__SUPPLIED PASSAGE__.
Assessment 1: Portfolio of Users and Their Features
Individual Assignment; report
Scenarios/Industries: 7 options, presented by Liquid Interactive during the lecture in Week 1 (see
list below).
In this assignment, you will select one of the 7 scenarios/industries presented by Liquid Interactive in
week 1 and conduct an analysis, aimed at identifying and describing a portfolio of users and their
features in such scenario.
Each scenario illustrates current trends experienced in a business/social context, with particular
reference to a specific industry. As a designer, you will need to identify end-users who are experiencing
challenges, or for which there are opportunities, worth addressing in that same scenario. Following a
design-led approach, you will need to ‘put yourself’ in the shoes of the identified end-users, to collect
as much as information as possible about them and build empathy with them. This will allow you to
truly understand what their ‘pains’ and ‘gains’ are. This will be the first, fundamental step for you to
find ways to alleviate those pains and magnify those gains, i.e., designing innovative products/services
for the benefit of your end-users.
Keep in mind, though: Assessment 1 does not require you to ideate products/services. You will do just
that in Assessment 2. In Assessment 1, you will stop at the ‘data gathering about users’ needs’ stage.
What you will need to do:
In your work, you will need to provide a critical, synthetic overview of the scenario and its associated
industry, identify at least 3 categories of users that you consider relevant to that scenario/industry and,
using the DT tools and techniques learnt in EIBS7300, unpack the most important features of those
categories of users: Pains and gains, ‘ups’, ‘downs’, needs, problems, opportunities, personal attitudes,
pain-points, feelings, ‘jobs to be done’, etc.
It is essential for you to utilise primary and secondary information sources to build an understanding
of, and ultimately empathy with, your identified end-users. Primary information sources include
qualitative (e.g., go and interview end-users), quantitative (e.g., run a survey to extract descriptive
statistics of a phenomenon) or a quali-quantitative data collection methods (e.g., run an online
questionnaire and register respondents’ answers). Secondary information sources include academic
(e.g., research papers on the industry/scenario and/or the end-users) and grey literature (e.g., consulting
reports on the same aspects), statistics websites, online fora, information publicly available on social
media, etc., etc.
There are no requirements in terms of how much primary and/or secondary information you create or
utilise. Keep in mind, however, that a good designer always interacts directly with their end-users;
purely relying on secondary information sources can greatly jeopardize a designer’s ability to build
Finally, you will select, among the 3 categories of users you analysed and built empathy with, the most
relevant one, that is to say, the one category of users that should be addressed as a priority through a
design-led approach aimed at creating new services or products/improving existing services or products,
for them. It might be useful to think of that category of users as the final customers of the product/service you will ultimately build for them.
Structure of your work:
The following offers an indication of how you should structure your work:
Part A) Scenario analysis:
Start your work by providing a high-level analysis of the selected scenario/industry. Examine recent
and current trends, main challenges, key-players, emerging products/services, etc. Conduct research
and support your analysis with solid evidence. Use the selected scenario as a starting point and expand
your work to include different sources. This analysis will be fundamental for you to be able to identify
appropriate categories of end-users: the more you know about your scenario and its associated issues,
the easier will be for you to ‘find’ people to assist.

__DATA PROVIDED__.
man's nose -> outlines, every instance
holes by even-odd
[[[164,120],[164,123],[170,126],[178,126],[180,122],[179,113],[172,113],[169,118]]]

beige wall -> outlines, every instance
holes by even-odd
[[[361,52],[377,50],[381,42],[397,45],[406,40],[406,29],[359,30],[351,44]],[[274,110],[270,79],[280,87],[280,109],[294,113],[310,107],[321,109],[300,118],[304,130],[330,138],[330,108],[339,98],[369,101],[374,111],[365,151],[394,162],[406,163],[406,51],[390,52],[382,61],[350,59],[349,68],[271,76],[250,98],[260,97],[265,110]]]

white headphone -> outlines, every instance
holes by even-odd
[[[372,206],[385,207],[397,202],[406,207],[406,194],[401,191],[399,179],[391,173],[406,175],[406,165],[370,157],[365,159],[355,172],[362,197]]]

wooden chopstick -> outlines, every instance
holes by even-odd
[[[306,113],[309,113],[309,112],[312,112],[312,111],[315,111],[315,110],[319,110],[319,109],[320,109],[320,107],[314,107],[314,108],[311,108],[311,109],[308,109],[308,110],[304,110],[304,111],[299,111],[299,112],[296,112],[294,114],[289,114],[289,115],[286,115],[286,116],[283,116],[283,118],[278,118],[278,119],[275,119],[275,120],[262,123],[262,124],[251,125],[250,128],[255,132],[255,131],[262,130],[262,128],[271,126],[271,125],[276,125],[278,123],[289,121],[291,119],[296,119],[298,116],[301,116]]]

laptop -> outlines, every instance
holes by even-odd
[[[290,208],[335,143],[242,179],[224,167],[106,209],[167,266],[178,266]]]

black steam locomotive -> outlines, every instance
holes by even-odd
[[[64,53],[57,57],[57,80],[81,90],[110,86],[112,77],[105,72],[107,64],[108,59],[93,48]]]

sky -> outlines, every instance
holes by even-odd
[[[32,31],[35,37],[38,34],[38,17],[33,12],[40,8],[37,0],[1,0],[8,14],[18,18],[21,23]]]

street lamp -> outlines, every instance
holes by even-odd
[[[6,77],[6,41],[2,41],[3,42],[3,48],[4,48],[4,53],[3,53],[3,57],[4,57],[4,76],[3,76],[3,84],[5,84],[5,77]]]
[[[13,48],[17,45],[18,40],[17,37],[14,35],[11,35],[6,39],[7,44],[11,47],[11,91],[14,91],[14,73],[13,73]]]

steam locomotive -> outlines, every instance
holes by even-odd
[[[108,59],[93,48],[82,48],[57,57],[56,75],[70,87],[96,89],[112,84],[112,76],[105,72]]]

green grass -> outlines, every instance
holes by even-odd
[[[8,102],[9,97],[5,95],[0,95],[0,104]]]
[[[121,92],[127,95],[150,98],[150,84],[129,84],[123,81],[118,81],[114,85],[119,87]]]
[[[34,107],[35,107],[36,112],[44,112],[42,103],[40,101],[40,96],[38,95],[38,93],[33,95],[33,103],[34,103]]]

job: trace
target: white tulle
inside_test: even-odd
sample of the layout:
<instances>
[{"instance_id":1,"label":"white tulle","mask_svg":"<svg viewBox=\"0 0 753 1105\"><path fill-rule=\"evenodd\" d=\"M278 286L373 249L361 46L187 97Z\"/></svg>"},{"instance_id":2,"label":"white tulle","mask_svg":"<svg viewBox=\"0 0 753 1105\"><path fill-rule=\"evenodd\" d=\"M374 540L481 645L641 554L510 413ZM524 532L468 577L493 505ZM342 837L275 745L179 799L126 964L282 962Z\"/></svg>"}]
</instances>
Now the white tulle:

__TASK INSTRUCTIONS__.
Can you reproduce the assignment brief word for word, starting with "In this assignment, you" and going on through "in such scenario."? None of the data is needed for this.

__SOLUTION TO THE PROBLEM__.
In this assignment, you will select one of the 7 scenarios/industries presented by Liquid Interactive in
week 1 and conduct an analysis, aimed at identifying and describing a portfolio of users and their
features in such scenario.